• _Document passage_

In the past 20 years you’ll have almost certainly seen him in one of his many comedy cameos: Friends, Will and Grace, Glee, Portlandia, Inside Amy Schumer, The League. Or maybe you just know him as an internet meme. Perhaps because of his exuberant character, expressive face, eccentric delivery, or perhaps because… the internet, Goldblum has been elevated to cult hero status by the social media generation. Now he’s conquering PG audiences in Thor: Ragnarok, which was out last week in cinemas.

“I never worked with Weinstein. It’s shocking and very disturbing, infuriating, and sobering.”

“I studied with this wonderful man called Sammy [Sanford] Meisner early on and he said it takes 20 years of continuous work before you can call yourself an actor and then, if you’re lucky to keep working, a whole life of work where you can keep getting better. I think I took that to heart,” says Goldblum during the Marvel publicity tour in London. His training in the Meisner technique goes some way to explain the continuity the actor brings to his roles. Whether the part is comedic or dark (it’s most likely both) he reacts genuinely and instinctively to the surrounding environment, so what we see as viewers is Jeff Goldblum being Jeff Goldblum. Perhaps it’s that authenticity that makes him so likeable.

In Thor: Ragnarok he plays the Grandmaster, the oddball but dangerous ruler of Sakaar – a distant planet built on chaos and indulgence – and controls a gladiatorial contest in which Thor, and other powerful beings from throughout the cosmos, face off in deadly combat. But despite his new position as ruler of this comic universe, Goldblum is not done with the theatre and offbeat titles he’s frequently returned to between blockbuster films.

• _Challenge 1_
In the listing below, rescale the lines starting at the one that contains "dryer control panel for disaster-response mapping." and ending at the one that contains "[38,1,239,289]". Give all of them again, requests included, with every bounding-box coordinate multiplied by 0.65 and rounded to a whole number, halves rounding up.

• _Working data_
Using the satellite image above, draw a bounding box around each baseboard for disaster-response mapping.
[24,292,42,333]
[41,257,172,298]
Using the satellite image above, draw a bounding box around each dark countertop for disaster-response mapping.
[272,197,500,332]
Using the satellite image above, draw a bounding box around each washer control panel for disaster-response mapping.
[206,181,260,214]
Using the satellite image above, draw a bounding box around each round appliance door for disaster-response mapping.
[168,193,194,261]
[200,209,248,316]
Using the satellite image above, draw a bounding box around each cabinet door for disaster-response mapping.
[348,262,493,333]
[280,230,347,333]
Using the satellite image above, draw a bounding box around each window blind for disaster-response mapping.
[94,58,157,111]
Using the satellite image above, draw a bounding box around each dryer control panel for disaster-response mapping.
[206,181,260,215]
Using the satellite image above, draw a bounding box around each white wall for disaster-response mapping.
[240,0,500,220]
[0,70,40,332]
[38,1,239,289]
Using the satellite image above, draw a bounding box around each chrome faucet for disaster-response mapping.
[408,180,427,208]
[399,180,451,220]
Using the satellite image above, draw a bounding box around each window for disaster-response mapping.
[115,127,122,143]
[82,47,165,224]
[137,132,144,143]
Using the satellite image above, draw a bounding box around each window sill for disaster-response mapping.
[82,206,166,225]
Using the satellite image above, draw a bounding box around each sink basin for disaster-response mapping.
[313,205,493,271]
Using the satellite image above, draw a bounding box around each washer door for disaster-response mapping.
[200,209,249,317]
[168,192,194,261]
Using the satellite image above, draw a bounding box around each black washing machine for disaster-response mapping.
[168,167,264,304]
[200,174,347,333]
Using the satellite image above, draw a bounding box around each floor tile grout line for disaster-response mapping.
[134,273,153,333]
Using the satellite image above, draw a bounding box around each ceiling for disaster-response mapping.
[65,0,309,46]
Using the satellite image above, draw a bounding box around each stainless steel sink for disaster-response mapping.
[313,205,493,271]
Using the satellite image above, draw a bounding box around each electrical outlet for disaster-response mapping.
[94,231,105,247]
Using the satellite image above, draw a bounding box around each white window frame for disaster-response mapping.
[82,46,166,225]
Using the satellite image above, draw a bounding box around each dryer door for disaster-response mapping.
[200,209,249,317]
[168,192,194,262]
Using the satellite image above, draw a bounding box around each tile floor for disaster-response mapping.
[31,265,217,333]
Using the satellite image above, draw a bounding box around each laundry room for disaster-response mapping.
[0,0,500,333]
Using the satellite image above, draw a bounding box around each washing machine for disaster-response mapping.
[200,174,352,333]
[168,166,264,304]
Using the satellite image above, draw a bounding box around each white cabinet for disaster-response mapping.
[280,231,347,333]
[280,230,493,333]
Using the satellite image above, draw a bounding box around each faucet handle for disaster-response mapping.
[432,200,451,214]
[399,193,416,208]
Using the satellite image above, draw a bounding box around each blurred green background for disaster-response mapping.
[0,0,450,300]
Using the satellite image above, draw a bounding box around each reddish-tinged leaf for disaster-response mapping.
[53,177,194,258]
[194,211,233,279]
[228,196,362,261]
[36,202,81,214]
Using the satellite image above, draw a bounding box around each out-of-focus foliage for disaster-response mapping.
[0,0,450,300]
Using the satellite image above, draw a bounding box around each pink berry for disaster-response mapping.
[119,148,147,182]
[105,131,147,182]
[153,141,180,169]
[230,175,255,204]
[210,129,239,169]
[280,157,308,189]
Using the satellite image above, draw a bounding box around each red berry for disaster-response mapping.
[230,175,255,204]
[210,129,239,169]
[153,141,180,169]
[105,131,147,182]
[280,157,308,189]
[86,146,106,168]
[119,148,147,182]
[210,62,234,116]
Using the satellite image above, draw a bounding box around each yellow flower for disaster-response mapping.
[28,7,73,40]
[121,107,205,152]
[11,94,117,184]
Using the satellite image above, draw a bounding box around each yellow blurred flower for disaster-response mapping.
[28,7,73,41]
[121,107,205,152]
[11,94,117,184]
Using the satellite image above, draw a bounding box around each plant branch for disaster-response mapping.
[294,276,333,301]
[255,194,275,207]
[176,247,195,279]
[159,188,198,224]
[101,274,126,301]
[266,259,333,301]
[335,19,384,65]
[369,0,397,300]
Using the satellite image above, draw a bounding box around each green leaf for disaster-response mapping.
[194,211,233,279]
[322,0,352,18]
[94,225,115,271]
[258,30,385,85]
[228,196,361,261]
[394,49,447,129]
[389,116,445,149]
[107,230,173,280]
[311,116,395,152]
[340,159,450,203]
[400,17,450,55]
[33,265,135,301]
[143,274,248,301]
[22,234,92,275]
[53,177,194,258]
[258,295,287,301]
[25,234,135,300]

• _Challenge 2_
Carry the Jeff Goldblum profile further from where it stops.

• _Task output 1_
Using the satellite image above, draw a bounding box around each dryer control panel for disaster-response mapping.
[134,118,169,140]
Using the satellite image above, draw a bounding box around each white wall for disaster-response mapping.
[156,0,325,143]
[0,46,26,216]
[25,1,155,188]

• _Task output 2_
“It was my hope, I think, to get roles that would teach me something. So without being focused on careerism, just for creative learning’s sake and the experience of it, I wanted to do a variety of things. I couldn’t have known what I’d wind up doing but, looking back, I’m so thrilled at getting a chance to do different things,” says the infinitely polite Goldblum.

“Even now, I’m doing this movie and then I have a part in the Jurassic World: Fallen Kingdom movie – which I know they hope will be big – but then I have a part in the next Wes Anderson movie, Isle of Dogs. He’s a genius and his own special cinema master. And I just did a movie with Jodie Foster called Hotel Artemis and that’s a kind of more modest production, but an interesting movie, I think. And tomorrow I fly to New York to do this $2 million movie, very kind of adventurous and experimental – called The Mountain – with the wonderful director Rick Alverson.”

The director of Thor, Taika Waititi, is also new to the Marvel universe. The New Zealander, who wrote the initial screenplay for Disney hit animation Moana, is best known for his indie films including What We Do in the Shadows and Hunt for the Wilderpeople. Goldblum says Waititi managed to bring his independent spirit to Ragnarok.

“They know what they’re doing over there at Marvel – they’re just Marvel-ous. They are so confident and effective at making big, epic, huge production movies that they go smoothly. But they want to make good movies. They want to make popular movies but I really think they have the idea and the ambition to make well-done movies of quality.

“Then they have the idea to get someone like Taika Waititi, who’s just a wonderful director, a brilliant director who’s done these movies that are all improvised. When he first approached me for this he said: ‘Yeah, we’re going to improvise – a lot.’”

Speaking to MTV News ahead of the film release Waititi estimated that around 80 per cent of Ragnarok is unscripted. “It’s a different kind of feel from these prescriptive and sometimes clunky movies,” says Goldblum. “It’s very free. It feels like a kind of actorly workshop or rehearsal. They even built into the schedule some extra shooting after we’d finished it and put it together, so they can see how it works out and add some more things if they need to. It really was a very loose independent feeling experience.”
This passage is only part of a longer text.